- _WRITTEN INSTRUCTION_
Keep the pictures out of the copy and repeat the records exactly.

═══

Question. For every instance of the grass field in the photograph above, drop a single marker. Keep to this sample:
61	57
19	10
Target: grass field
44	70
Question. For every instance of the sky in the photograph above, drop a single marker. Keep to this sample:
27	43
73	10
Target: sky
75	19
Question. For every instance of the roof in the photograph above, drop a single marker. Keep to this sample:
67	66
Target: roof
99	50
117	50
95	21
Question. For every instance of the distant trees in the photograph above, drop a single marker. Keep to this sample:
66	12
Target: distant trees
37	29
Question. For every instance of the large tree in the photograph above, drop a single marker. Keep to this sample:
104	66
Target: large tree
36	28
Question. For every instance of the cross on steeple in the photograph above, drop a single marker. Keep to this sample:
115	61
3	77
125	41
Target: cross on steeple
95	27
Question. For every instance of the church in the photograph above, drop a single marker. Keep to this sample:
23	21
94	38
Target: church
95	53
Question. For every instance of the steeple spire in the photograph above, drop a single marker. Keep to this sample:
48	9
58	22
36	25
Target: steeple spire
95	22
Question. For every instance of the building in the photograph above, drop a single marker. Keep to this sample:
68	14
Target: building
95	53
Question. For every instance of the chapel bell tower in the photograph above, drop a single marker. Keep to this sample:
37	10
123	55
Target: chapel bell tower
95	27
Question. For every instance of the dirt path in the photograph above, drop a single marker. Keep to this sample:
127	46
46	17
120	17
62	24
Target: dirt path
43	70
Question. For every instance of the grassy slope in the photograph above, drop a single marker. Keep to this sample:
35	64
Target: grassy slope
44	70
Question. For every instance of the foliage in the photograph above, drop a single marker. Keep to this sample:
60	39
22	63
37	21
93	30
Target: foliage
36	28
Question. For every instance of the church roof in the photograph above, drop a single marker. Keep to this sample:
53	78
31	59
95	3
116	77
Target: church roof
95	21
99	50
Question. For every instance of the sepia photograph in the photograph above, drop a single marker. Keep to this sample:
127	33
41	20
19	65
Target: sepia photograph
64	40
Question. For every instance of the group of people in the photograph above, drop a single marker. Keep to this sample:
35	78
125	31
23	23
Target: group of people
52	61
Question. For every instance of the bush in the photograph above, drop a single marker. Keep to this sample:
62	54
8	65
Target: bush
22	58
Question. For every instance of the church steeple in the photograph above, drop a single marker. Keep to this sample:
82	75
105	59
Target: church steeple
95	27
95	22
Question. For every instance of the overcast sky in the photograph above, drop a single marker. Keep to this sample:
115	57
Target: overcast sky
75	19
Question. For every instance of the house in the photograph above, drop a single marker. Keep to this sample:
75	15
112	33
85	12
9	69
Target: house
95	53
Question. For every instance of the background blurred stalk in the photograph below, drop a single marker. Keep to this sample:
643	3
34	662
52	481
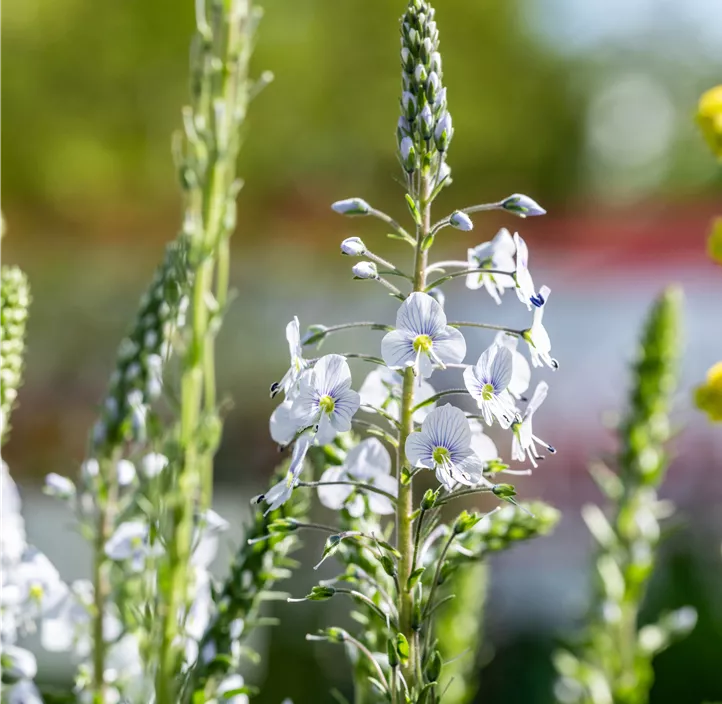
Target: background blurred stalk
207	157
613	664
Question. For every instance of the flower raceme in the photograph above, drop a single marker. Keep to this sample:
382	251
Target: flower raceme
422	338
488	383
325	399
444	445
523	443
368	462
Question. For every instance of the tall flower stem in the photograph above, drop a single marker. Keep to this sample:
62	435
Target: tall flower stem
405	507
220	98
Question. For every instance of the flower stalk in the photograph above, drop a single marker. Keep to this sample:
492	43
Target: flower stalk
207	157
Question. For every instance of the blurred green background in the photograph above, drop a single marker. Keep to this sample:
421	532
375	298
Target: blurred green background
585	105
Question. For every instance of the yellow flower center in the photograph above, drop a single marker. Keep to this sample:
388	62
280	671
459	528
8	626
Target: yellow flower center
422	343
326	404
441	455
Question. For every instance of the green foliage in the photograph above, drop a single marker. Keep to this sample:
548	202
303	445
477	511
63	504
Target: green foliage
261	561
612	664
14	303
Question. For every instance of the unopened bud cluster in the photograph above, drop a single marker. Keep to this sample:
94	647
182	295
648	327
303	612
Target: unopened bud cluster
14	302
424	128
138	377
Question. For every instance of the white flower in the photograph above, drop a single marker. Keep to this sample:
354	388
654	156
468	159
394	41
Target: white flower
90	469
325	399
523	443
129	543
482	445
232	683
522	205
520	369
498	255
282	426
444	445
12	525
24	692
524	284
351	206
488	383
422	338
365	270
461	221
368	462
281	492
58	486
39	585
538	338
289	383
18	663
153	464
444	132
353	247
126	472
382	389
408	154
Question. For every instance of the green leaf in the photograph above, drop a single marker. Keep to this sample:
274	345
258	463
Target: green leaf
414	577
413	209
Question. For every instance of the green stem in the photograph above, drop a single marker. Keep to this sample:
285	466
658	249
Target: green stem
466	272
486	326
405	506
107	498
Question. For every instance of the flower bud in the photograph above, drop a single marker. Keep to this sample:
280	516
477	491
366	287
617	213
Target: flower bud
320	593
403	129
365	270
522	205
426	49
461	221
408	154
353	247
434	91
438	295
465	521
444	132
433	667
351	206
402	648
391	653
426	122
61	487
389	565
283	525
408	102
504	491
153	464
429	500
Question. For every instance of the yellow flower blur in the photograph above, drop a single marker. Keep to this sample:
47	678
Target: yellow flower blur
709	117
708	396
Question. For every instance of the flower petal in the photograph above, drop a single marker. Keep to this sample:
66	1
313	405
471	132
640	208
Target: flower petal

═══

- _RESULT OF THIS EXERCISE_
Question. For every instance of the grass field in the photograph above, drop a single marker. Keep to this sample:
61	57
19	10
Target: grass field
44	70
Question. For every instance of the sky in the photograph above, drop a single marker. Keep to this sample:
27	43
73	10
Target: sky
75	19
Question. For every instance of the roof in the photograph above, drop a single marker. Keep to this sample:
67	66
Target: roof
99	50
117	50
95	21
Question. For every instance of the distant trees in the photograph above, drop a single marker. Keep to this sample:
66	12
Target: distant trees
37	29
Question. For every instance of the large tree in the photograph above, drop a single marker. Keep to this sample:
104	66
Target: large tree
36	28
Question. For every instance of the cross on steeple in the photograph above, drop a single marker. Keep to this sample:
115	61
3	77
125	41
Target: cross on steeple
95	27
Question. For every instance of the church in the photograph above, drop a single marker. Keep to this sample:
23	21
94	38
Target: church
95	53
Question. For every instance of the steeple spire in the photograph above, drop a single marker. Keep to this sample:
48	9
58	22
36	25
Target: steeple spire
95	22
Question. For every instance of the building in the photograph above, drop a single marker. Keep to this sample:
68	14
Target: building
95	53
Question. For every instance of the chapel bell tower in the photograph above, drop a single marker. Keep to this sample:
37	10
123	55
Target: chapel bell tower
95	27
Question. For every instance of the dirt path in the photograph above, drop a single marker. Keep to this sample:
127	46
46	17
120	17
62	24
Target: dirt path
43	70
Question. For every instance of the grassy slope in the photograph above, drop a single marker. Keep to this sample:
35	64
Target: grassy slope
44	70
Question. For every instance of the foliage in the photograph above, drop a single marker. Keep to this sample:
60	39
22	63
37	21
93	30
Target: foliage
36	28
Question. For every instance of the church roof in the photograph above, drop a single marker. Keep to this sample:
53	78
31	59
95	3
116	77
Target: church roof
95	21
99	50
Question. For every instance of the sepia photograph in the photograph above, drop a single marker. Keep to this sample:
127	33
41	20
19	65
Target: sepia photograph
64	40
Question. For every instance of the group of people in the photograph above, drop a single marker. Keep to this sample:
35	78
125	31
23	23
Target: group of people
52	61
Question. For every instance of the bush in the photograph above, drop a single marker. Keep to this sample:
62	54
8	65
Target: bush
22	58
Question. For every instance of the church steeple in the photograph above, drop a single marker. Keep to this sample:
82	75
105	59
Target: church steeple
95	27
95	22
Question. For every instance of the overcast sky in the photograph above, drop a single marker. Keep to this sample:
115	57
Target: overcast sky
75	19
Question. For every instance of the house in the photograph above, drop a single marker. Keep to this sample:
75	15
112	33
85	12
9	69
Target: house
95	53
Question. For every instance of the background blurred stalk in the photograph below, drop a single marker. Keep to this sample:
643	3
34	662
52	481
Target: background blurred stalk
207	157
613	664
Question. For every instance of the flower raceme in the photograph above, drop a single marker. Keep to this sample:
382	251
Target: flower raceme
422	338
488	383
325	399
444	445
523	443
368	462
Question. For every instance of the tall flower stem in the photograph above, drop a single marker. Keep to this sample:
62	435
Target: tall flower stem
405	507
220	98
Question. For every instance of the flower stalk in the photograph above, drop a single marker. Keep to this sample:
492	43
Target: flower stalk
207	157
Question. For every instance of the blurred green background in the photograph above, drop a single marker. Keep to this sample:
421	532
375	298
Target: blurred green background
585	105
Question. For every instance of the yellow flower center in the photograph above, drop a single marker. Keep to this sample:
388	62
280	671
459	528
8	626
Target: yellow flower center
422	343
326	404
441	455
Question. For every instance of the green foliage in the photograph above, drop a single marker. Keep to this sample:
548	202
303	445
477	511
63	504
Target: green foliage
261	561
612	664
14	303
Question. For every instance of the unopened bud cluster in the photograph above, drop a single marker. Keep to this sample:
94	647
182	295
648	327
303	612
Target: unopened bud cluster
14	302
424	128
138	377
Question. For every instance of the white flower in the photograph above, drop a single marker. Keep to this sample:
354	388
654	156
468	159
394	41
Target: white flower
90	469
325	399
523	443
129	543
482	445
232	683
522	205
520	369
498	255
282	426
444	445
12	525
24	692
524	284
351	206
488	383
422	338
365	270
461	221
368	462
281	492
58	486
39	585
538	338
289	383
18	663
153	464
444	132
353	247
126	472
382	389
408	154
Question. For every instance of the green leaf in the photograph above, drop a single marker. Keep to this sample:
274	345
258	463
Target: green leaf
414	577
413	209
Question. For every instance of the green stem in the photograph above, drop a single marker. Keep to this sample:
285	466
658	249
Target: green stem
466	272
486	326
405	506
107	498
Question. For every instance of the flower bud in the photograph above, drop a single marker. Keep to this sample:
280	516
477	491
366	287
617	213
Target: flower bud
320	593
403	129
365	270
522	205
426	49
461	221
408	154
353	247
434	91
438	295
465	521
444	132
433	667
351	206
402	648
391	653
426	122
61	487
389	565
283	525
408	102
504	491
153	464
429	500
Question. For every instance of the yellow flower blur in the photograph above, drop a single marker. Keep to this sample:
47	678
Target: yellow flower blur
709	117
708	396
Question. For every instance of the flower petal in the photograph above, drop a single marker. Keep to this sample:
66	1
313	405
471	132
640	208
Target: flower petal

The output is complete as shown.